§ EXCERPT:
═══
# United Towing Tugs - UBoats ex-Londonderry 1949



## Derek Waller (Aug 15, 2011)

Dear All,

I am deep into research about the ex-German U-Boats in the Royal Navy post-May 1945.

During that time, there were 6 U-Boats berthed at Londonderry in early 1949.

They were then declared as surplus to Royal Navy requirements and handed over to the British Iron and Steel Corporation (BISCO) for scrapping.

BISCO then allocated each of the U-Boats to 6 separate ship-breaking yards around the UK, and United Towing was given the contract to move the U-Boats from Londonderry.

I know that the tug "Guardsman" towed U-953 from Londonderry to Newcastle, leaving on 30 May 49 and arriving on 6 June 49.

And that "Guardsman" also towed U-1171 from Londonderry to Sunderland, leaving on 9 June 49 and arriving on 13 June 49.
═══
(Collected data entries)
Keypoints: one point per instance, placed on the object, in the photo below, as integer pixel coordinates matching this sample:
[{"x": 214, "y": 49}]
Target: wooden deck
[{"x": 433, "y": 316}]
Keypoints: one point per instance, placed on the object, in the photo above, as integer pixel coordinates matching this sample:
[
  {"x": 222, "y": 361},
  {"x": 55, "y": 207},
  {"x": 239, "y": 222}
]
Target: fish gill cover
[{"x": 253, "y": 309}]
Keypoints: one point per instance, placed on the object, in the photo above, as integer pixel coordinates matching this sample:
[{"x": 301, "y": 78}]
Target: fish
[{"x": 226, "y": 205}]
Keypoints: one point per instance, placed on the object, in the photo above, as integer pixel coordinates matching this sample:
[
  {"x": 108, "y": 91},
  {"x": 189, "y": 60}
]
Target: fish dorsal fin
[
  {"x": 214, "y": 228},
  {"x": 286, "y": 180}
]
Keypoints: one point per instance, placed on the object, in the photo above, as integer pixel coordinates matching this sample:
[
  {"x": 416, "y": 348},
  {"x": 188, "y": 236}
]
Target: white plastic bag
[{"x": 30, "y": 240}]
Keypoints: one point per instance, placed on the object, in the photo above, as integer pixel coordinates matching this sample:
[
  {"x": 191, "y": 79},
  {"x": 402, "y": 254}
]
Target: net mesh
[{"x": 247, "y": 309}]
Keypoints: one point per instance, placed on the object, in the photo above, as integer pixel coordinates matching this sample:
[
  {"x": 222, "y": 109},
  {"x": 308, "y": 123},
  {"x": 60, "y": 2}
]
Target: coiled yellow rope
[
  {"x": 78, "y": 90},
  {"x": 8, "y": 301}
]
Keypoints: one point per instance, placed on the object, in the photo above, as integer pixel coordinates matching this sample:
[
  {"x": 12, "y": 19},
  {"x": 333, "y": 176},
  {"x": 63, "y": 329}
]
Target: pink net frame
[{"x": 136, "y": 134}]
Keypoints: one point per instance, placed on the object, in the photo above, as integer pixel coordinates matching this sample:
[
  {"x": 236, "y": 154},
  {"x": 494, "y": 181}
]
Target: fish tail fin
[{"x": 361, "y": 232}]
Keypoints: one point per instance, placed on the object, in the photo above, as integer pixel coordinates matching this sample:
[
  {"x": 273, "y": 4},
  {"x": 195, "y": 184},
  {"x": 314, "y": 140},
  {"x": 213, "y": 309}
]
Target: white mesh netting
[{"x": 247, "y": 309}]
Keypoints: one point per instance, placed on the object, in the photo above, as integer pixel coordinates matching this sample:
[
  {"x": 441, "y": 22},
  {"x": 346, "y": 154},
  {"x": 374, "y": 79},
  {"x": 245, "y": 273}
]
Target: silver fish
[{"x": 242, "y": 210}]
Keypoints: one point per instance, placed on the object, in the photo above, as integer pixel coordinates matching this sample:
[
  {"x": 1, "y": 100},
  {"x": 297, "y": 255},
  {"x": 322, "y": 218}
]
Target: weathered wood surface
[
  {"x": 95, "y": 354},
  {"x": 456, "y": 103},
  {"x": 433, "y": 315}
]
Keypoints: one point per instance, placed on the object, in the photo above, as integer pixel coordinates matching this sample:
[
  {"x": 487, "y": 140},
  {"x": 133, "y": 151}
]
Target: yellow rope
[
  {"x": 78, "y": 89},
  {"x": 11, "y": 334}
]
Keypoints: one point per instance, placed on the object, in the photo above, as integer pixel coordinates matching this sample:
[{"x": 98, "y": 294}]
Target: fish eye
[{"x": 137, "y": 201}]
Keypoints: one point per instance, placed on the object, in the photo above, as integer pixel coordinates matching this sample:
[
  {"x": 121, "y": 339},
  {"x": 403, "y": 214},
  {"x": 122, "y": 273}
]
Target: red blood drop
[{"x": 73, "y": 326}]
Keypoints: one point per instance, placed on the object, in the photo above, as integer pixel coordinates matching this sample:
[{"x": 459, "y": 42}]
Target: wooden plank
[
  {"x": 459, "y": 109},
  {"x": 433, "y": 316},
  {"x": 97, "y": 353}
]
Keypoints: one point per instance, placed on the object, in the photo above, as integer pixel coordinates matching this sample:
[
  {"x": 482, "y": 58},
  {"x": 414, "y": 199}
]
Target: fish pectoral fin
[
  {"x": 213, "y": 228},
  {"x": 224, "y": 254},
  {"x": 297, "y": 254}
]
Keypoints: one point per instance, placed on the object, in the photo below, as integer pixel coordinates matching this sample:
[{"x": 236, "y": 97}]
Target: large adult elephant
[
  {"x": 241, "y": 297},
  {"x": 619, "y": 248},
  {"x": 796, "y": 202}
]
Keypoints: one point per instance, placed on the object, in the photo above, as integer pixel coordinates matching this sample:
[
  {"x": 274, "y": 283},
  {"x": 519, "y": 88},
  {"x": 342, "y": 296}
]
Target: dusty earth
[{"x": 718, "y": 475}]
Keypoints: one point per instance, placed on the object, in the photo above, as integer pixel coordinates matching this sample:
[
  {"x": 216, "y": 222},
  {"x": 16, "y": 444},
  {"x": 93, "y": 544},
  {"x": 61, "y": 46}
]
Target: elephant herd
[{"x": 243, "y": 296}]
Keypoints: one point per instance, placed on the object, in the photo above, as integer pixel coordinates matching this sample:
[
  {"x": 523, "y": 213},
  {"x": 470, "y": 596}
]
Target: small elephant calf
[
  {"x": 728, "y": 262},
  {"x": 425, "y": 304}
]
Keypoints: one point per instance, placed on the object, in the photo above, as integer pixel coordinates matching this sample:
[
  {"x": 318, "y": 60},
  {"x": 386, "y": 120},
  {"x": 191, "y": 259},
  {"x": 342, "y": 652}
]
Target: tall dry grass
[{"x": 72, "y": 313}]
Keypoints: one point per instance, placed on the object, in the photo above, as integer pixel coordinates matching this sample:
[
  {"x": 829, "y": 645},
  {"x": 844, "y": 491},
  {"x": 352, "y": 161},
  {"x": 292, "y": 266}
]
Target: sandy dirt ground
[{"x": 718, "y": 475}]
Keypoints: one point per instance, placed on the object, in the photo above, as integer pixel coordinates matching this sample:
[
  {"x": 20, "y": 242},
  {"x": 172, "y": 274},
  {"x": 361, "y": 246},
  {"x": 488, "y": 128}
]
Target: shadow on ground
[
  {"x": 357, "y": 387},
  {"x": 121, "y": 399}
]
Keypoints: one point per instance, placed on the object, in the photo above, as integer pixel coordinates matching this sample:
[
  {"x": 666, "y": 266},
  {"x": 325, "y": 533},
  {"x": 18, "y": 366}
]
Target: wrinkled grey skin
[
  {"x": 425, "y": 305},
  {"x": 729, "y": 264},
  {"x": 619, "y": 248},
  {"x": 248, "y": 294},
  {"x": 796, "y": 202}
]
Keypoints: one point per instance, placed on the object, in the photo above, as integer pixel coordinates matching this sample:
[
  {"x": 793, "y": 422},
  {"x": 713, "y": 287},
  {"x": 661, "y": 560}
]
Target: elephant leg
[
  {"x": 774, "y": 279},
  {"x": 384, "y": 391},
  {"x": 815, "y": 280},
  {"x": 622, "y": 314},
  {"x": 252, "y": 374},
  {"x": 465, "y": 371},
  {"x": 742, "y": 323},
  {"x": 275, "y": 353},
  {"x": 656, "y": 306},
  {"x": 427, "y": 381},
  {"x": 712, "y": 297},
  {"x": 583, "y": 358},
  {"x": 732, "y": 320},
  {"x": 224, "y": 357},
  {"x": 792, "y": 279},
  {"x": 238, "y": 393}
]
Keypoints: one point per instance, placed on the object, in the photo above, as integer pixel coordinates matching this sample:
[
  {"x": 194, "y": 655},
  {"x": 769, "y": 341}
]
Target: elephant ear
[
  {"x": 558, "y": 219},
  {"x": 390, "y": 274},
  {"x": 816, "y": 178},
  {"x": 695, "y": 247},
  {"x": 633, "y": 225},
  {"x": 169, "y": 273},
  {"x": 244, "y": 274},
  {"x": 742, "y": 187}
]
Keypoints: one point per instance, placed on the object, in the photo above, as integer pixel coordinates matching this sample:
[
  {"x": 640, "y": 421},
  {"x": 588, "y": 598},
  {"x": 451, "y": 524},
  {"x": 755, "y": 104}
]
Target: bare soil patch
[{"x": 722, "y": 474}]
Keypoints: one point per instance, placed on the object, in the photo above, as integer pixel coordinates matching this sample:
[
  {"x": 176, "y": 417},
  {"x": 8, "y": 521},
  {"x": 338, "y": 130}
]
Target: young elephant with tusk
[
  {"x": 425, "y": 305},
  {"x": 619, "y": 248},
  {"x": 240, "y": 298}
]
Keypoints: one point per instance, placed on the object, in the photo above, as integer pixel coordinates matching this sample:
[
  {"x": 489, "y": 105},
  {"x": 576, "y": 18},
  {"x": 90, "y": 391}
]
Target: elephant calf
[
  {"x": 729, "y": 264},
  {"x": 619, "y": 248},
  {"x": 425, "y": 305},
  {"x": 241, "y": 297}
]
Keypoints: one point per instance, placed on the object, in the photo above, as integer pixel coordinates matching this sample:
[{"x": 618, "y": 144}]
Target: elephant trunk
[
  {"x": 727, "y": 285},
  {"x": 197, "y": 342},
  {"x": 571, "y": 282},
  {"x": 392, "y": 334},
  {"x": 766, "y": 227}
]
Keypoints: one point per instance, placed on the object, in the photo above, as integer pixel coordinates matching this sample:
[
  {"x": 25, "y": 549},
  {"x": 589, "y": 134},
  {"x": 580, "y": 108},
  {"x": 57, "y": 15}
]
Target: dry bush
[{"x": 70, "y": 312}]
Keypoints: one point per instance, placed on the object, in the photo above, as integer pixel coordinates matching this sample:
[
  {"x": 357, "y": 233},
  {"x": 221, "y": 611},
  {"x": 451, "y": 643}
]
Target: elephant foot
═══
§ DIRECTIVES:
a: In the forum post about the ex-Londonderry U-Boat tows, which tug towed U-953 to Newcastle?
b: Shorten the paragraph of the forum post about the ex-Londonderry U-Boat tows that begins "BISCO then allocated" into one brief sentence that keeps its main facts.
c: Carry on the forum post about the ex-Londonderry U-Boat tows from its final sentence.

§ TASK RESULTS:
a: The tug "Guardsman" towed U-953 to Newcastle.

b: BISCO assigned the six U-Boats to six different UK ship-breaking yards, and United Towing was contracted to tow them from Londonderry.

c:
The 4 other U-Boats at Londonderry were U-712, U-1108, U-2348 and U-3017. They were towed (respectively) to Hayle in Cornwall, Briton Ferry in S Wales, Larne near Belfast, and Newport in S Wales, presumably at about the same time, though U-3017 may have been moved later in the year.

So, does anyone please know anything about these tows? Which UT tugs were involved? And on which dates did they take place?

I look forward to hearing from anyone with either long memories or do***entary evidence (or both) - please.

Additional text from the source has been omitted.